- _Selected extract_:
[egenix-users] cursor.rowcount abnormalities and performance question

Wed Jul 30 15:48:39 CEST 2003

> -----Original Message-----
> From: egenix-users-bounces at lists.egenix.com
> [mailto:egenix-users-bounces at lists.egenix.com]On Behalf Of
> stuff at mailzilla.net
> Sent: Wednesday, July 30, 2003 2:43 PM
> To: egenix-users at lists.egenix.com
> Subject: [egenix-users] cursor.rowcount abnormalities and performance
> question
>
[questions on setting of rowcount deferred to Masrc-Andre]

> I generally use rowcount to determine whether I need to retreive
> records using fetchone inside a while loop (no need to
> execute the loop
> if rowcount is 0).  It's a little cleaner if I can reliably
> use rowcount
> but if the value doesn't sync with the actual result set then
> I can safely
> do something like this:
>
> while 1:
>    row = c.fetchone()
>    if not row: break
>    processTheRecord(row)
>
> If rowcount can be relied upon, I could do this, which is
> much cleaner:
>
> for i in range(c.rowcount):
>    row = c.fetchone

	row = c.fetchone()

>    processTheRecord(row)
>
>
> Performance question- Since I need to perform some
> manipulation on each
> record I believe it is more efficient to perform a while loop and
> fetchone rather than getting everything via fetchall and then
> iterating
> over that result (since theoretically, fetchall would be
> iterating to get
> each record so technically speaking that would require
> iterating twice).
> If this assumption is false, please let me know.  Perhaps
> there are some
> internal ODBC/mxODBC optimizations that allow fetchall to
> actually perform
> much faster than several fetchone's.  My concern is that if fetchall
> iterates through the result set to produce the list of rows
> and then I am
> iterating through the fetched list then I can accomplish the
> same goal w/
> 1 less iteration via a series of fetchone's.  Also, I imagine
> it would be
> safer to process each record individually then fetching the
> entire result
> set at once in terms of system resource utilization (i.e. if
> the result
> set were millions of records there would need to be data
> structs allocated
> to hold them).

- _Extracted material_:
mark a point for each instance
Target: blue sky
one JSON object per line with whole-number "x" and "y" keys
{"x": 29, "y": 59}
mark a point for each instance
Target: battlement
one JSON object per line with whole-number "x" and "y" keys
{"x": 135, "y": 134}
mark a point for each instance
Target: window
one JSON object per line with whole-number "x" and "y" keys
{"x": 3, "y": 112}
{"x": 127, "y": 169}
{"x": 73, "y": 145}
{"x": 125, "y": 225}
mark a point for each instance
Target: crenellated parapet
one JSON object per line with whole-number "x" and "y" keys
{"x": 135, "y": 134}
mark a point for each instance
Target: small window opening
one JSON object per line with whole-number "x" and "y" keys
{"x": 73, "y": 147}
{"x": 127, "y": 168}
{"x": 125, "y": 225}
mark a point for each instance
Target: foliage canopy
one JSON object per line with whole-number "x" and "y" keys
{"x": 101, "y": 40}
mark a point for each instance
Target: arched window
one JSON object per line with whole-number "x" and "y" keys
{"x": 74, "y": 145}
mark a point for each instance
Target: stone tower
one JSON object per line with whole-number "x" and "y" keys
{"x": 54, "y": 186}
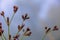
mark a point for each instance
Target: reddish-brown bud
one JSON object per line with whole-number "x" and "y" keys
{"x": 15, "y": 8}
{"x": 55, "y": 28}
{"x": 8, "y": 21}
{"x": 20, "y": 27}
{"x": 2, "y": 13}
{"x": 45, "y": 27}
{"x": 48, "y": 30}
{"x": 24, "y": 17}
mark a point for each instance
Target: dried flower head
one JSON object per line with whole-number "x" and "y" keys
{"x": 16, "y": 37}
{"x": 8, "y": 21}
{"x": 0, "y": 23}
{"x": 20, "y": 27}
{"x": 1, "y": 31}
{"x": 15, "y": 8}
{"x": 48, "y": 30}
{"x": 24, "y": 17}
{"x": 55, "y": 28}
{"x": 28, "y": 32}
{"x": 9, "y": 37}
{"x": 2, "y": 13}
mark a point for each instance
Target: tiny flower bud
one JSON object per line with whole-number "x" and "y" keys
{"x": 25, "y": 17}
{"x": 16, "y": 36}
{"x": 20, "y": 27}
{"x": 28, "y": 29}
{"x": 55, "y": 28}
{"x": 8, "y": 21}
{"x": 48, "y": 30}
{"x": 0, "y": 23}
{"x": 2, "y": 13}
{"x": 15, "y": 8}
{"x": 28, "y": 33}
{"x": 45, "y": 27}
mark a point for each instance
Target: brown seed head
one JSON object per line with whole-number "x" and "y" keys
{"x": 15, "y": 8}
{"x": 2, "y": 13}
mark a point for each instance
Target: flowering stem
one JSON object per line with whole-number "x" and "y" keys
{"x": 4, "y": 19}
{"x": 12, "y": 18}
{"x": 4, "y": 37}
{"x": 8, "y": 32}
{"x": 22, "y": 38}
{"x": 44, "y": 36}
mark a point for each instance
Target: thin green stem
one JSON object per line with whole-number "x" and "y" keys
{"x": 8, "y": 32}
{"x": 12, "y": 18}
{"x": 43, "y": 37}
{"x": 4, "y": 37}
{"x": 22, "y": 38}
{"x": 4, "y": 19}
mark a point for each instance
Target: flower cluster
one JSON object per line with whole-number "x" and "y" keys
{"x": 20, "y": 27}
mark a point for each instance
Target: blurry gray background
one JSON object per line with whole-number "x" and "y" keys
{"x": 42, "y": 13}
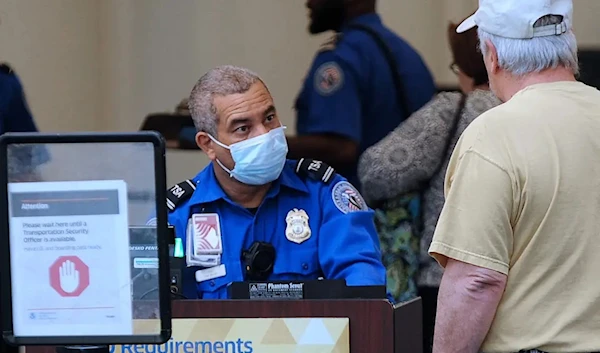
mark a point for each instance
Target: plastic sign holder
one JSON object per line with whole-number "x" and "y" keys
{"x": 50, "y": 225}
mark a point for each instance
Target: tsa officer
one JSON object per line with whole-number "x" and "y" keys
{"x": 252, "y": 214}
{"x": 349, "y": 100}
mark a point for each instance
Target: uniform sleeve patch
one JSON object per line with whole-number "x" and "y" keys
{"x": 329, "y": 78}
{"x": 347, "y": 199}
{"x": 152, "y": 222}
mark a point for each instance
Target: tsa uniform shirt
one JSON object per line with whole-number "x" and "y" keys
{"x": 349, "y": 90}
{"x": 318, "y": 229}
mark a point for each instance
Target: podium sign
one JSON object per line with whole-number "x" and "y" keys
{"x": 255, "y": 335}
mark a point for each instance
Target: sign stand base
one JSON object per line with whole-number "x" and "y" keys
{"x": 83, "y": 349}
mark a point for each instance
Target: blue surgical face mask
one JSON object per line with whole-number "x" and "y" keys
{"x": 259, "y": 160}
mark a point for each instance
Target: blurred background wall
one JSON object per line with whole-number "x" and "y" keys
{"x": 105, "y": 64}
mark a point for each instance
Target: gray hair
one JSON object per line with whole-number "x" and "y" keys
{"x": 526, "y": 56}
{"x": 220, "y": 81}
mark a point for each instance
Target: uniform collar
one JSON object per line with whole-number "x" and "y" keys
{"x": 209, "y": 190}
{"x": 366, "y": 19}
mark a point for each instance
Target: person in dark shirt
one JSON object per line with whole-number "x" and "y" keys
{"x": 349, "y": 100}
{"x": 16, "y": 117}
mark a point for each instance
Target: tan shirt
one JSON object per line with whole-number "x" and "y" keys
{"x": 523, "y": 198}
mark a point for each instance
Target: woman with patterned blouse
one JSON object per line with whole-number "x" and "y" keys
{"x": 417, "y": 152}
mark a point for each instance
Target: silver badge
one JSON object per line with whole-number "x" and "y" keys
{"x": 297, "y": 229}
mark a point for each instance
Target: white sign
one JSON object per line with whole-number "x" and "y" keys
{"x": 69, "y": 248}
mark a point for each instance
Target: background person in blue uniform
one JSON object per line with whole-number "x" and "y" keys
{"x": 16, "y": 117}
{"x": 349, "y": 101}
{"x": 317, "y": 222}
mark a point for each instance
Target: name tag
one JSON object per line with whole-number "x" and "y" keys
{"x": 210, "y": 273}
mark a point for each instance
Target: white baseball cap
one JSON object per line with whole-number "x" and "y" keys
{"x": 515, "y": 18}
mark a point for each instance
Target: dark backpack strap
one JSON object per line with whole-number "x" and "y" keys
{"x": 387, "y": 53}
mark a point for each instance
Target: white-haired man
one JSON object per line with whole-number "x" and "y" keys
{"x": 519, "y": 232}
{"x": 251, "y": 214}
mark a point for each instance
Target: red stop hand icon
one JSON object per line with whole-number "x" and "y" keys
{"x": 69, "y": 276}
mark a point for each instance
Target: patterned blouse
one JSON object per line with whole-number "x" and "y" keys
{"x": 409, "y": 157}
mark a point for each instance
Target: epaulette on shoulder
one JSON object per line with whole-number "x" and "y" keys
{"x": 5, "y": 69}
{"x": 315, "y": 169}
{"x": 179, "y": 193}
{"x": 331, "y": 43}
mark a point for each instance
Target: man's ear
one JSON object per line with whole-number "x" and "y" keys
{"x": 492, "y": 57}
{"x": 206, "y": 144}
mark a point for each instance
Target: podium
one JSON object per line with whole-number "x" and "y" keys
{"x": 374, "y": 325}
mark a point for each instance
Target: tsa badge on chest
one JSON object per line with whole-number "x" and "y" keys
{"x": 297, "y": 229}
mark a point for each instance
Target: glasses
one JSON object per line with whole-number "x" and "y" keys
{"x": 454, "y": 68}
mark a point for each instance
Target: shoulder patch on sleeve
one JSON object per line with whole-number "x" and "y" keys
{"x": 347, "y": 199}
{"x": 329, "y": 78}
{"x": 314, "y": 169}
{"x": 179, "y": 193}
{"x": 5, "y": 69}
{"x": 152, "y": 222}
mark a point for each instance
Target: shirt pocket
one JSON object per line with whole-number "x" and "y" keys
{"x": 219, "y": 284}
{"x": 297, "y": 264}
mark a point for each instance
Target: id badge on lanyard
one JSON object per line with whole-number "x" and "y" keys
{"x": 204, "y": 245}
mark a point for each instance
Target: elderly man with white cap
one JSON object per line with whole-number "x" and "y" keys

- _Short task_: Please carry on the mailing-list reply above about cursor.rowcount and fetchone versus fetchall, starting right after its last quoted line.

- _Answer to this exercise_:
>
In fact by using fetchone() you are likely to be less efficient, though
I don't have specific knowledge of the buffering employed by SQL Server.
I have certainly corresponded with other users who have started using
fetchall() on my advice and seen large performance improvements.

There's also a middle way, using fetchmany() to retrieve chunks of
several rows at a time. This avoids the necessity to buffer all query
output on the client side, which is the main inefficiency you'd be
likely to induce with indiscriminate use of fetchall(). But unless
*very* large datasets are involved, fetchall() is an easy way out:

	data = curs.fetchall()
	for row in data:
		processTheRecord(row)

> I'm curious to see if my reluctance to use fetchall is well-founded or
> overly paranoid.
>
> Thanks for any info,
>
Well, timings and memory usage measurements are probably going to be
your best guides, but I'd be prepared to bet that for record sets of
less than five thousand rows (and rows less than a kilobyte in size) the
convenience of fetchall() won't bring any noticeable penalty.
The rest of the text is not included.